SELECTED TEXT
↓

Ritsumeikan Asia Pacific University



Special Lecture by Mr. AKASAKA Kiyotaka, former UN Under-Secretary-General for Communications and Public Information:


Aug 1, 2013

On Friday, July 19, 2013, the former UN Under-Secretary-General for Communications and Public Information, AKASAKA Kiyotaka, delivered a special lecture to an audience of APU students based on his 40+ year career at the Japanese Ministry of Foreign Affairs and numerous international organizations. Mr. AKASAKA is the current President of the Foreign Press Center/Japan.

Entitled “An invitation to work for international organizations”, Mr. AKASAKA introduced what it is like to work for organizations such as the UN, the OECD, the WTO and the WHO – all of which Mr. AKASAKA has career experience with. The purpose of Mr. AKASAKA’s lecture was to encourage more Japanese students to think about careers in international organizations where Japanese are currently underrepresented, such as the UN and WHO. “Working with the WHO gave me a level of job satisfaction unlike any other profession. I remember administering polio vaccinations to children in Myanmar. Seeing their smiling faces and knowing that they would not have to worry about debilitating diseases like polio gave me such a fulfilling feeling”.  

Reflecting on his time at GATT (forerunner of the WTO) and the UN, Mr. AKASAKA commented that “In these organizations you have the opportunity to work towards worthy ideals, such as trade liberalization, and the global common good. You have the chance to apply your skills through negotiating with fellow experts, writing critical reports about major economic powerhouses like the USA, and much more. People working for the UN are specialists that have come together from around the world with a shared vision of doing good for vulnerable people in need around the globe. You can help to affect real change – you won’t regret it”.

↑

REQUIRED ACTION A
Reproduce the lecture report verbatim from "Aug 1, 2013" to "Foreign Press Center/Japan.".
REQUIRED ACTION B
List every international organization that the lecture report refers to by an abbreviation.
The material plays no part in the work.

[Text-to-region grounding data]

↓

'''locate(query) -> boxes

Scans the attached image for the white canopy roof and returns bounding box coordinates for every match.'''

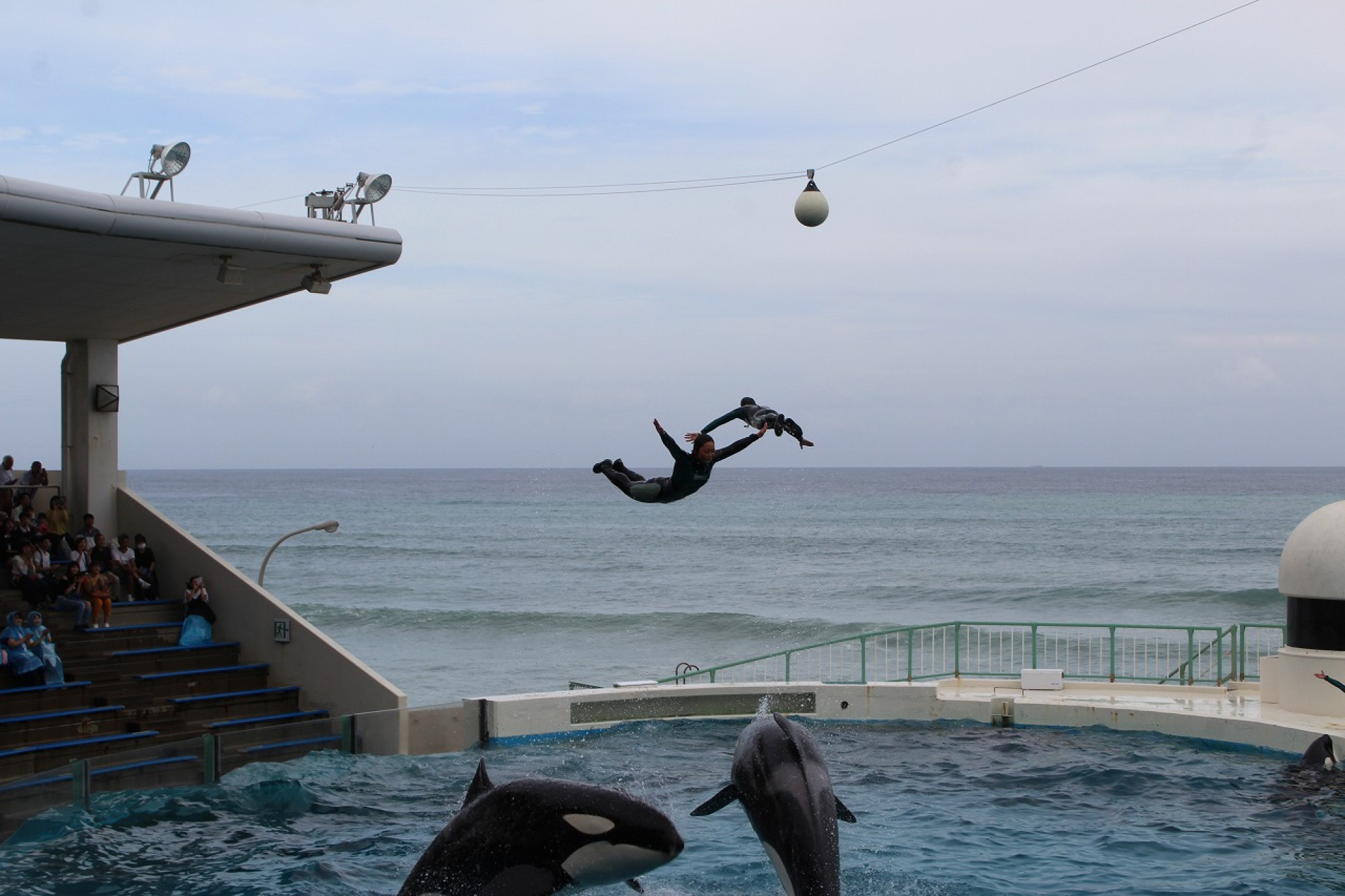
[0,176,402,341]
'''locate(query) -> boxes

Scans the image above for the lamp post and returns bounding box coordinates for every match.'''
[257,520,340,587]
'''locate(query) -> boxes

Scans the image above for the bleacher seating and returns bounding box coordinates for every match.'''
[0,589,323,803]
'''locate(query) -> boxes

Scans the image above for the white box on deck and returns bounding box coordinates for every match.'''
[1020,669,1065,690]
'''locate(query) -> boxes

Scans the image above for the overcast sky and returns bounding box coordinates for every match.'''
[0,0,1345,470]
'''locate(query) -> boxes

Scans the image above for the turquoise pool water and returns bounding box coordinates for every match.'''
[0,721,1345,896]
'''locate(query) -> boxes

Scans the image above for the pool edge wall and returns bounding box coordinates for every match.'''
[463,680,1334,755]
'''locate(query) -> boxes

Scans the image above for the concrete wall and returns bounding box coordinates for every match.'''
[441,680,1313,754]
[114,487,406,716]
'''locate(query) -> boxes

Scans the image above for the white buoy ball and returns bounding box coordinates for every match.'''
[794,180,831,227]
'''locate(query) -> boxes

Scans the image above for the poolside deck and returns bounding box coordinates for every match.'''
[463,678,1345,755]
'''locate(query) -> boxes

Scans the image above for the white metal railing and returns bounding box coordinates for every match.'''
[664,622,1284,685]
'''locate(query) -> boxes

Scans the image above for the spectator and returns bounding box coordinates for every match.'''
[136,533,159,600]
[13,507,38,541]
[19,460,47,505]
[24,610,66,685]
[0,610,42,688]
[32,536,61,600]
[0,517,20,567]
[178,576,215,647]
[79,560,112,628]
[47,495,70,560]
[109,533,141,600]
[0,455,19,516]
[89,533,122,602]
[70,538,90,572]
[70,514,102,548]
[48,564,93,631]
[9,491,32,520]
[9,541,51,607]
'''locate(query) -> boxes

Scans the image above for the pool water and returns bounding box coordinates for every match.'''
[0,721,1345,896]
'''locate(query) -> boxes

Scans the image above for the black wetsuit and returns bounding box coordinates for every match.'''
[701,405,812,448]
[597,432,761,505]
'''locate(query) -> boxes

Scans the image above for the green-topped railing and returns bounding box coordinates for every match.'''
[660,622,1284,686]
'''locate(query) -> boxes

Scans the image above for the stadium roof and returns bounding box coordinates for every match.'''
[0,176,402,341]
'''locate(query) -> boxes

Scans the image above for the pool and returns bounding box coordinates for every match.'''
[0,721,1345,896]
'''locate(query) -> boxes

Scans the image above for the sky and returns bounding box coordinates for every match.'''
[0,0,1345,474]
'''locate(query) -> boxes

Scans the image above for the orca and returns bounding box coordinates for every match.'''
[1298,735,1337,771]
[398,759,683,896]
[691,713,855,896]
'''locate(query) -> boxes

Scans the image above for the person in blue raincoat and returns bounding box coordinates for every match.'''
[0,610,42,688]
[178,576,215,647]
[26,610,66,685]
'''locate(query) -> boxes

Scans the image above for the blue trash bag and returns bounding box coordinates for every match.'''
[178,614,215,647]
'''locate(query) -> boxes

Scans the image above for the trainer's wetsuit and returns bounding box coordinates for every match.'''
[600,432,761,505]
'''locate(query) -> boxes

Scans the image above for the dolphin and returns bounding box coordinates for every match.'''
[691,713,855,896]
[1298,735,1337,771]
[398,759,683,896]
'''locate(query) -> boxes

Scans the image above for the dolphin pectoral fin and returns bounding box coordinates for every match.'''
[691,784,738,815]
[463,759,495,806]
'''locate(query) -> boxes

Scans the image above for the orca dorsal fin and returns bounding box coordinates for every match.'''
[463,759,495,806]
[691,784,738,815]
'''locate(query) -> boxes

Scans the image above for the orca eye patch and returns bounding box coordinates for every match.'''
[562,813,616,834]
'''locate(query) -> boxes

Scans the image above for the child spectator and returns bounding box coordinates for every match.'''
[79,560,112,628]
[89,532,122,602]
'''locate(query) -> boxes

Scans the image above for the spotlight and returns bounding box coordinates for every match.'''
[304,171,393,223]
[299,265,332,296]
[215,255,247,286]
[794,168,831,227]
[121,142,191,199]
[347,171,393,223]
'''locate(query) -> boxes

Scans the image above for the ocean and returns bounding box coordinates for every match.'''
[10,469,1345,896]
[128,466,1345,706]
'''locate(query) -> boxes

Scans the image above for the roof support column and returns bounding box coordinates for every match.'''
[61,339,120,527]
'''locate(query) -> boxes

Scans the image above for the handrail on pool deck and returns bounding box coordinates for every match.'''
[659,622,1284,686]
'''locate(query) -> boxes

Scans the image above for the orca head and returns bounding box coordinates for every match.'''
[732,713,854,896]
[1298,735,1340,771]
[546,782,685,887]
[399,760,683,896]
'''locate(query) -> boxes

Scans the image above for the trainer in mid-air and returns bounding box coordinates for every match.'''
[593,419,767,505]
[686,398,812,448]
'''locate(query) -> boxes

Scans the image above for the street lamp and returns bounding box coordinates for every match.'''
[257,520,340,588]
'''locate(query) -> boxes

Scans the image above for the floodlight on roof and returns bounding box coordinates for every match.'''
[347,171,393,223]
[121,141,191,199]
[304,171,393,223]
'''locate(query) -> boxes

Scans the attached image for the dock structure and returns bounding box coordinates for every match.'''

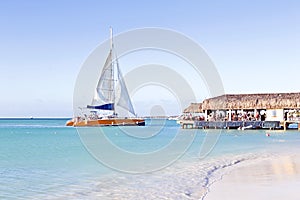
[183,93,300,131]
[180,120,281,130]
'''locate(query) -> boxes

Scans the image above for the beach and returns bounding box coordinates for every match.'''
[0,119,300,200]
[203,154,300,200]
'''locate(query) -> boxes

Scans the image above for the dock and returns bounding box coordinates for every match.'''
[179,120,300,131]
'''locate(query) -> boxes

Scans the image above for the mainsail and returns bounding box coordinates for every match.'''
[87,28,135,115]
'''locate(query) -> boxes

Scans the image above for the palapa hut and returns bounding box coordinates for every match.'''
[184,93,300,121]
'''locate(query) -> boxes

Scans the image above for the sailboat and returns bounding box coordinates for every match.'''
[66,28,145,126]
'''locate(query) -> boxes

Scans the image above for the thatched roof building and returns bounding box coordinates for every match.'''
[184,93,300,113]
[183,103,202,113]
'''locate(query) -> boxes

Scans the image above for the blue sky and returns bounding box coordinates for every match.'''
[0,0,300,117]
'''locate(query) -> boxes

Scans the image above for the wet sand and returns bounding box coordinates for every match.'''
[203,154,300,200]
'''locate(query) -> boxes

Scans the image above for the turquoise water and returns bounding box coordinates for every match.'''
[0,119,300,199]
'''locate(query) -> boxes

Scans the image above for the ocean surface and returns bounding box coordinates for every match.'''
[0,119,300,199]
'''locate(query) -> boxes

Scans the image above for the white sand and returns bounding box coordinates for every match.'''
[204,154,300,200]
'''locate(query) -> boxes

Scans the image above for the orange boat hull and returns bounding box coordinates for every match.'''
[66,118,145,127]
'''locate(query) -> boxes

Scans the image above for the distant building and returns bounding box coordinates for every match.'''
[183,93,300,122]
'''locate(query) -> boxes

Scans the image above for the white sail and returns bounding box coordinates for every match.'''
[92,50,115,105]
[116,61,135,115]
[88,27,135,115]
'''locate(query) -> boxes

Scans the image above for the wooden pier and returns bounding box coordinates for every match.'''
[180,120,300,131]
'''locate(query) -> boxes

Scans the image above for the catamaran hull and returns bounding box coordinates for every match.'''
[66,119,145,127]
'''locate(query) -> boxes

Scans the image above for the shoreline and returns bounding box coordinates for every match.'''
[202,153,300,200]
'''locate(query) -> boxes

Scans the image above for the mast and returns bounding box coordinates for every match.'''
[109,27,116,115]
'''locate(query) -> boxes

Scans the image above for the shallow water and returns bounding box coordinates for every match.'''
[0,119,300,199]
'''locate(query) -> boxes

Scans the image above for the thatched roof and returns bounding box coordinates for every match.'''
[183,103,202,113]
[184,93,300,112]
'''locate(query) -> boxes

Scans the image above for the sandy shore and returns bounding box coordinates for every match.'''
[204,154,300,200]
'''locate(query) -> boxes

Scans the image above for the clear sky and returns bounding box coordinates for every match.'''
[0,0,300,117]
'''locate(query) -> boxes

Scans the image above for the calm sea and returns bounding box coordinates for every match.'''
[0,119,300,199]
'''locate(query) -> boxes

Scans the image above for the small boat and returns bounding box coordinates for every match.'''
[66,29,145,126]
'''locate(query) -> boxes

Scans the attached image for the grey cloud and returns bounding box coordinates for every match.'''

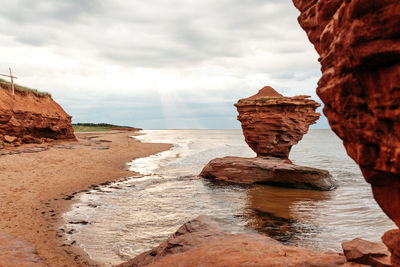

↑

TASK RESULT A
Aug 1, 2013

On Friday, July 19, 2013, the former UN Under-Secretary-General for Communications and Public Information, AKASAKA Kiyotaka, delivered a special lecture to an audience of APU students based on his 40+ year career at the Japanese Ministry of Foreign Affairs and numerous international organizations. Mr. AKASAKA is the current President of the Foreign Press Center/Japan.

TASK RESULT B
UN, OECD, WTO, WHO, GATT